=== Source extract ===
How did this Iowa state senator escape a primary challenge?

State legislative incumbents typically are unchallenged for their party’s nomination, but every election cycle, some hopefuls take on sitting members of the Iowa House or Senate in a primary election. This year, nine Iowa House members (four Democrats, five Republicans) will face competitive primaries. Sometimes these long-shot candidates just want to serve in the legislature, like State Representative Kevin Koester’s GOP opponent in House district 38. Brett Nelson has run for the Iowa House more than half a dozen times.

Other primary challengers are motivated by ideology, like the Liberty-oriented former Congressional candidate Bryan Jack Holder. Wearing an 18th-century style tri-corner hat, he filed this year against State Representative Greg Forristall in House district 22.

Some challengers have a specific bone to pick with the incumbent. Conservative Dave Hartsuch ousted State Senator Maggie Tinsman, one of the last pro-choice Republicans to serve in the Iowa legislature, in a 2006 GOP primary. Hartsuch proved too extreme for his district and fell to Roby Smith in a primary four years later.

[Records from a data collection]

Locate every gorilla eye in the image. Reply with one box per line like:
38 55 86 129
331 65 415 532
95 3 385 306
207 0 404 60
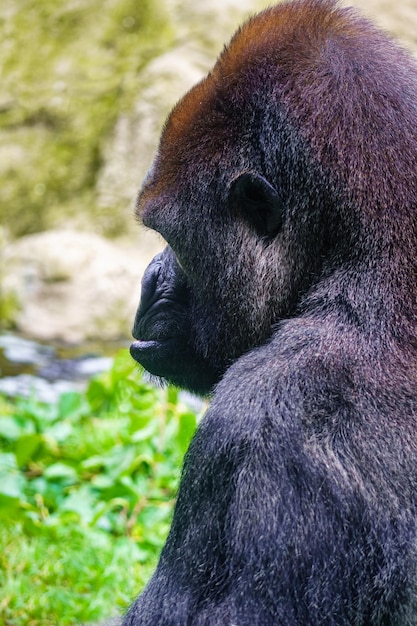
229 172 283 238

=== The task ===
Resume the article on primary challenges to Iowa state legislators, picking up right after its final sentence.

=== Answer for this exercise ===
Occasionally, an incumbent who appears destined to fight for his party’s nomination ends up in an uncontested primary. In what I deemed a St. Patrick’s Day miracle two years ago, State Representative Josh Byrnes drew no GOP challenger despite having publicly supported marriage equality, Medicaid expansion, and a gasoline tax increase.

This year’s escape artist serves in the Iowa Senate, where no incumbents have any competition on the primary ballot. How he managed to avoid a battle with the far right is completely beyond me.

Charles Schneider is seeking re-election in Iowa Senate district 22, covering the Des Moines suburbs of Waukee, Clive and Windsor Heights as well as a large area in West Des Moines (map enclosed below). I had six reasons for suspecting someone from the social conservative wing would take him on.

• Mega-church Pastor Jeff Mullen challenged the previous GOP incumbent here, Pat Ward, in the 2012 primary. His campaign attacked her record on issues including abortion, gay marriage, and guns.

• Schneider is not an entrenched incumbent. Ward was nearing the end of her second term when she defeated Mullen by about 500 votes in the 2012 primary. Schneider was elected for the first time in December 2012, after Ward passed away two months earlier. He didn’t need to mobilize hundreds or thousands of supporters to win the GOP nomination for that race; a small number of activists at a special district convention picked him from a field of six candidates. In other words, Schneider never demonstrated that he has a strong base among Republicans living in Senate district 22.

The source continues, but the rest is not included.